REQUIRED ACTION:
Can you transcribe the stretch of the text on making a will, below, from "Statistics show that" through "without a will."?

Statistics show that over 70% of UK residents have either not written a Will or worse in my view, have done so but the Will is worthless because it is either not properly drafted, is out of date, or cannot be found. Which means that all too often grieving relatives are faced with the financial and administrative headaches that come with someone dying intestate – in other words, someone dying without a will.

So while the odds are that you will still be with your family this time next week, it is worth making sure you have a will written – just in case.

Why you need a will

If you die without a will there is a legal framework designed to distribute your estate. However, it might not work quite as you think.

If you die married, but without children, your spouse will receive all your ‘personal chattels’ – car, furniture, stamp collection etc. The rest of your estate (including your house if it’s in your name only) will be split, with your spouse getting a legacy of £450,000 (or whatever there is up to £450,000) and half of whatever’s remaining. The other half goes to your parents, or, if they are dead, is split between your siblings. So if your house is worth more than £450,000 and is solely in your name, your spouse may have to sell it to release value to other claimants.

If you are married with children, then your spouse still gets your personal belongings, plus a legacy of £250,000. They also get lifelong interest on half of the remaining money, which goes into a trust for your children to receive on their 18th birthday. If that is what you wanted, that’s fine. If it isn’t, and you haven’t a will, best make one.

However, there are people who are much more vulnerable than spouses when it comes to intestate law – unmarried long-term partners. If you die leaving a partner behind, the Treasury will treat your estate as though you were single. So your partner will get absolutely nothing. Instead, your estate will go to your children, or if you don’t have kids, to your parents; or (in order of priority) your siblings, half-siblings, grandparents, aunts and uncles. And if you don’t have any family at all, the government will retain the entire estate, regardless of how many years you have lived with your partner, or what your wishes might have been.

There is an excellent and in-depth explanation of the Intestacy Rules on the Citizens Advice website http://www.adviceguide.org.uk

If you have children, then it is vital that you make a will so that you can appoint a guardian to look after them if both their parents die. If you die without doing this, your next of kin will be appointed as their carers. Again, that might be what you want, but it can cause problems if your next of kin are, say, elderly parents. Note too that if you are an unmarried mother with children and die without leaving a will, the children’s birth father will not automatically get custody. So make sure you have a will stating who you want to look after your children in the event of your death.

Once you have done this, don’t forget about it. If your circumstances change (you get divorced or remarried or you have your first child perhaps) you need to update your will. Otherwise your beneficiaries will face the problem of dealing with an out-of-date will.

DATA SECTION:

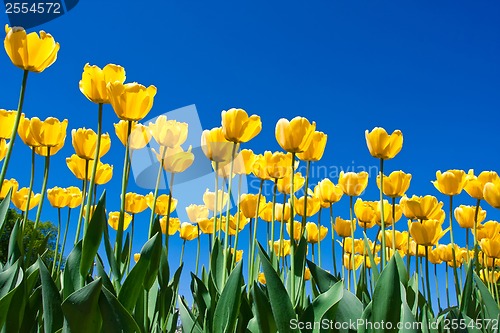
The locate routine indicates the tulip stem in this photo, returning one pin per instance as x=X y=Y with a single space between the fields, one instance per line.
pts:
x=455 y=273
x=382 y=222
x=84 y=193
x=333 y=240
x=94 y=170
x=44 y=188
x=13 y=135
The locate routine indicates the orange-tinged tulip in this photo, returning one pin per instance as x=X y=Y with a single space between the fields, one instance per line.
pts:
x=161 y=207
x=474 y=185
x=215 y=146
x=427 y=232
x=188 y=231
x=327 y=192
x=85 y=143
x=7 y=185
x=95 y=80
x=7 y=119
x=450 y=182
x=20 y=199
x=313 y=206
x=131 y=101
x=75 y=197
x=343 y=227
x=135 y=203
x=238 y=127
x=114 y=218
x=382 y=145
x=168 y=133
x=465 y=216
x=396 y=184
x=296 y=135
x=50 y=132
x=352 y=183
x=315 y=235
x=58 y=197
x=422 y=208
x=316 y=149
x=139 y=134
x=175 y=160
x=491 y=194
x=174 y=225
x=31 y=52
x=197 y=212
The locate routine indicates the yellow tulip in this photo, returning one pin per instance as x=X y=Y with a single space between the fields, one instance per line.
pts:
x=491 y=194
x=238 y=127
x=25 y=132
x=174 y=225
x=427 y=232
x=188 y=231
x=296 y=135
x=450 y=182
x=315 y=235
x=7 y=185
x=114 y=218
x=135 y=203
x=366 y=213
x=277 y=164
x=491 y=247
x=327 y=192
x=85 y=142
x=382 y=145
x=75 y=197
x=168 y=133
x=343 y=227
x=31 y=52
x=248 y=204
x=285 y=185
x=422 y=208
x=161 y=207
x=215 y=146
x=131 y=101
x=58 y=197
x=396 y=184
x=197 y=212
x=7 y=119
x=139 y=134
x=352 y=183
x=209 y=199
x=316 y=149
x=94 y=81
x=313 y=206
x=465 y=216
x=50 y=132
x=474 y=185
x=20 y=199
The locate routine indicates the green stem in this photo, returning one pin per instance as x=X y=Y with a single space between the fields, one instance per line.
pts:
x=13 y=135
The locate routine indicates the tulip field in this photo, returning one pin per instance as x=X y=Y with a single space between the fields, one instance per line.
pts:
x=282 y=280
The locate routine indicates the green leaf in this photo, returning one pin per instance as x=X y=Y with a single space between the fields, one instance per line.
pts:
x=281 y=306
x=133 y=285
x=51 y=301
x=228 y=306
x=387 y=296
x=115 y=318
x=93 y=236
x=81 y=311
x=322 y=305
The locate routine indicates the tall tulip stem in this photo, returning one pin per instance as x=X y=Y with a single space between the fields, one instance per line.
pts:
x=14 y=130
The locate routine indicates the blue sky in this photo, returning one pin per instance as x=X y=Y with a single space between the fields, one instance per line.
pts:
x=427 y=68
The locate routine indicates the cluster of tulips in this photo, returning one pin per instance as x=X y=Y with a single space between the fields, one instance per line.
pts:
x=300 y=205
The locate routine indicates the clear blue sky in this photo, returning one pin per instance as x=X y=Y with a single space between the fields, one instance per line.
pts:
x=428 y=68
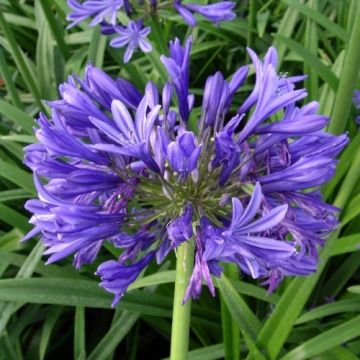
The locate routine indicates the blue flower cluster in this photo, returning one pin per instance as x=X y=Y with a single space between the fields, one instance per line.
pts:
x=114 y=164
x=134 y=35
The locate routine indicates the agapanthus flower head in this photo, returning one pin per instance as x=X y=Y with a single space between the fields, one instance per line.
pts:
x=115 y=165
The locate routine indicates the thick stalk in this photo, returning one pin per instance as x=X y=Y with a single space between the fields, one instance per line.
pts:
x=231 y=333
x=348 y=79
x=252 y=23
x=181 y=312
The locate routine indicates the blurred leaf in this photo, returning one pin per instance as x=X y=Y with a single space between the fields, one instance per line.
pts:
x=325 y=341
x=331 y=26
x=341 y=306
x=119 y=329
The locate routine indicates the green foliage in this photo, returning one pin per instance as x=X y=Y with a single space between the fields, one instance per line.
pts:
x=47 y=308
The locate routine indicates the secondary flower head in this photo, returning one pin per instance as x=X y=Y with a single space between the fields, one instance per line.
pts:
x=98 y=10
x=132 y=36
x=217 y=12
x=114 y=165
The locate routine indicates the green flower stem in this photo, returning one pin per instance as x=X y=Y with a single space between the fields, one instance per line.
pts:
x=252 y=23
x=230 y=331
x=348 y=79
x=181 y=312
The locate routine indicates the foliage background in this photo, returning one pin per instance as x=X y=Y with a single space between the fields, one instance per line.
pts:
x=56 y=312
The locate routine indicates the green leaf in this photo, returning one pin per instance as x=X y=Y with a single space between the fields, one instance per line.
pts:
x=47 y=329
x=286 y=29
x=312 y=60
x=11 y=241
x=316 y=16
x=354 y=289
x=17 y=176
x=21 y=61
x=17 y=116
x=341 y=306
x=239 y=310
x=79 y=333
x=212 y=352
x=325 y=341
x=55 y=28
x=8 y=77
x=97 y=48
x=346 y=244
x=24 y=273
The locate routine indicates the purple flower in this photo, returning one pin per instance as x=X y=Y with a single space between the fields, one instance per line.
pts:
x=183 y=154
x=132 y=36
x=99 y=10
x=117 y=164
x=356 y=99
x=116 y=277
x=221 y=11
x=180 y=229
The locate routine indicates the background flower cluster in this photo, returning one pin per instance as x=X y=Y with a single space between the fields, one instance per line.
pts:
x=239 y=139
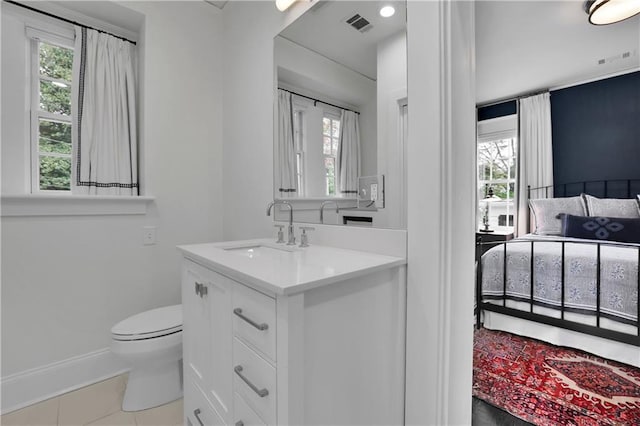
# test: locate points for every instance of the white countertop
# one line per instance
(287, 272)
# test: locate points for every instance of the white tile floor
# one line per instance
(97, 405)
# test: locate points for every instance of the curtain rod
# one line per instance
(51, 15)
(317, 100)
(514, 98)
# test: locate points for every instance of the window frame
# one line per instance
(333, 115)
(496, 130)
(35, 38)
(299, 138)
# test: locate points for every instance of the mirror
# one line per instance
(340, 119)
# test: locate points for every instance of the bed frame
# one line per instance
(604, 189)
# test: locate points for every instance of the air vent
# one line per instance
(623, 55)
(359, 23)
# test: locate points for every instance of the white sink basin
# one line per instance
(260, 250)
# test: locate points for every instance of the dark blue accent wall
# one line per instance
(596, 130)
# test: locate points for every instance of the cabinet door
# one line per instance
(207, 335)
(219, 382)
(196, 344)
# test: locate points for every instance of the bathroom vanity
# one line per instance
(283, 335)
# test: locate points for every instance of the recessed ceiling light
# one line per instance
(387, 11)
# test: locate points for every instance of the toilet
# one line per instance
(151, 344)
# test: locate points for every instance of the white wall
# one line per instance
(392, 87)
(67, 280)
==
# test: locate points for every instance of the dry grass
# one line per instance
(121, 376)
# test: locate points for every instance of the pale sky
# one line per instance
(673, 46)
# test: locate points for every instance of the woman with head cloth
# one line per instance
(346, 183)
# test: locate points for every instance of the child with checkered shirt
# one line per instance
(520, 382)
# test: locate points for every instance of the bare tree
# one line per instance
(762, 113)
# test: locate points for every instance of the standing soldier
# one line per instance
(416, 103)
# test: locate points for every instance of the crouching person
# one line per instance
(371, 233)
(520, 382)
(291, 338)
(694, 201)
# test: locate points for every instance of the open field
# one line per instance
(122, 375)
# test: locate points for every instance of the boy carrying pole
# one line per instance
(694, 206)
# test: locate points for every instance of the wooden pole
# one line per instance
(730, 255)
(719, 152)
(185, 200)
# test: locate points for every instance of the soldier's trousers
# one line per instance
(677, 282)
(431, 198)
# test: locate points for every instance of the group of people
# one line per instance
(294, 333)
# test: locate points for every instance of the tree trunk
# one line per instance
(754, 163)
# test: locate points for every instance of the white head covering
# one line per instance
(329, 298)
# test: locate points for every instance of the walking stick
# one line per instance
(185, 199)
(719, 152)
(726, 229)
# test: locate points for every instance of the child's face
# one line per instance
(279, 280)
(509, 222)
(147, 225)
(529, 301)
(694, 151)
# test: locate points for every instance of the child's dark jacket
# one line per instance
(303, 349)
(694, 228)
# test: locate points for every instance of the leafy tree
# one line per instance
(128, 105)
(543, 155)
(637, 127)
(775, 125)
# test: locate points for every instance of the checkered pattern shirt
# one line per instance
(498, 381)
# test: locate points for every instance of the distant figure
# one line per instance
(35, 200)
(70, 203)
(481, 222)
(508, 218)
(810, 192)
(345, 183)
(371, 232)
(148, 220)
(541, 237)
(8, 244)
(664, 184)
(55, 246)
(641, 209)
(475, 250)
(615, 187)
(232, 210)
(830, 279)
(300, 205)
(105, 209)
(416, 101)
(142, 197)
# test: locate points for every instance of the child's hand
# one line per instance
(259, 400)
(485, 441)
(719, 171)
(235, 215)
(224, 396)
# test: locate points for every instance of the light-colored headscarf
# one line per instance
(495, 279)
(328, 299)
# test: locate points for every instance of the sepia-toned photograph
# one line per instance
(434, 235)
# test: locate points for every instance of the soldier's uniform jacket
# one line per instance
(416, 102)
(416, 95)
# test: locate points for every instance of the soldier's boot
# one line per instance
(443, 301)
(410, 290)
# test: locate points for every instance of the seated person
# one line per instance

TASK ANSWER:
Statistics show that over 70% of UK residents have either not written a Will or worse in my view, have done so but the Will is worthless because it is either not properly drafted, is out of date, or cannot be found. Which means that all too often grieving relatives are faced with the financial and administrative headaches that come with someone dying intestate – in other words, someone dying without a will.